» To do:
- a) From the passage about Dr. Amen's views on the brain, list every word it uses to describe a kind of thought or mental outlook.
- b) Carry on the passage about Dr. Amen and positive thinking, starting right after its last sentence.

A while back, I caught Dr. Daniel Amen on TV talking about his book, Magnificent Mind at Any Age. I am interested in his work, especially since I discovered that the nutritional supplements he recommends seem to help with depression. When my son was first struggling to become sober, he carried his vitamins and nutrients everywhere with him in a shoe box. They kept him on an even keel and took the edge off, much as opiates had done.
Dr. Amen claims that SPEC brain scans reveal that people who think happy thoughts show much “healthier” brain activity than those who think sad thoughts. I didn’t catch his definition of healthy brain activity, but no matter: the point is that you improve your brain function when you are optimistic and positive, rather than negative. That sounds quite Disneyesque and is a tall order for the mother of a teen drug addict, but what have you got to lose?

[Collected data entries]
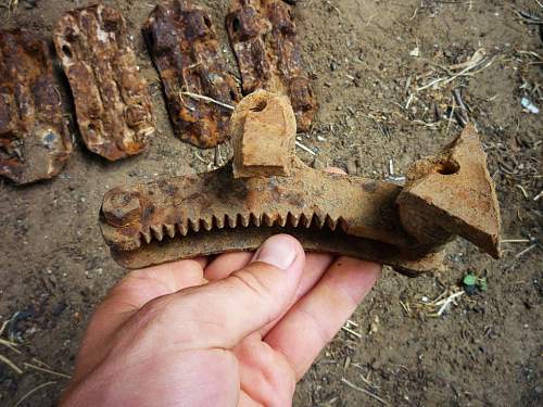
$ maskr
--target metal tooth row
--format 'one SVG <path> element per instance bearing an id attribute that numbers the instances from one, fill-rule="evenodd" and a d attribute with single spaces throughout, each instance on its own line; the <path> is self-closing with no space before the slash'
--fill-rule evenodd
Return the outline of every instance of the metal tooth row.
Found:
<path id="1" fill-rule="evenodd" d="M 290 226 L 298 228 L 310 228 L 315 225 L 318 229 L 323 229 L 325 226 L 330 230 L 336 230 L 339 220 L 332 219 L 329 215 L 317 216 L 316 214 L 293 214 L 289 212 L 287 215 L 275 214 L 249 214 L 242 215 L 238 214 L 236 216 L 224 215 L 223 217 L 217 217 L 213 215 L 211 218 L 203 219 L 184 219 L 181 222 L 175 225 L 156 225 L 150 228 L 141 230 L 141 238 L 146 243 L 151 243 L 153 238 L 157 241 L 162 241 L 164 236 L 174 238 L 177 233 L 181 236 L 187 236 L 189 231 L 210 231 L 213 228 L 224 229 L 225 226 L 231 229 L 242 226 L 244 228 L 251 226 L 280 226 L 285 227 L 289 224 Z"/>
...
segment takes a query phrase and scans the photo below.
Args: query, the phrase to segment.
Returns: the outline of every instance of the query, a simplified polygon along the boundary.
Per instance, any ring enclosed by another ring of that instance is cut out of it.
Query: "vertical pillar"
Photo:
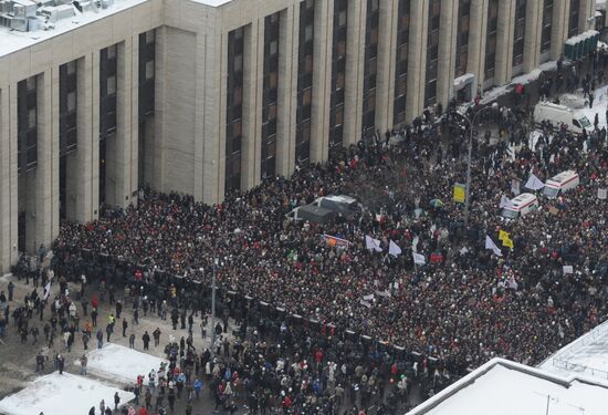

» Answers to the exercise:
- a) happy, sad, optimistic, positive, negative

- b)
This approach also dovetails well with that handy Al-Anon slogan, “Fake it till you make it,” which helped me get through many difficult hours. During my son’s active addiction, I awoke most mornings riddled with anxiety. Anticipating some sort of crisis, I greeted each day with a fight or flight state, ready to leap into action and deal with the missing son or the car accident or the threatening phone call. It took a lot of mental muscle-building (and a good therapist) for me to learn to talk myself off the ledge. Now when I am stressed, I flip the switch and reach for Smiley Faces instead of the Grim Reaper, faith instead of fear. That very conscious and deliberate action helps me feel calmer and—yes—happier.
Trust me, I am very much a work in progress. I was born in a state of High Alert, but as I learn how my brain works, I am equipping myself with some powerful tools to reclaim my serenity.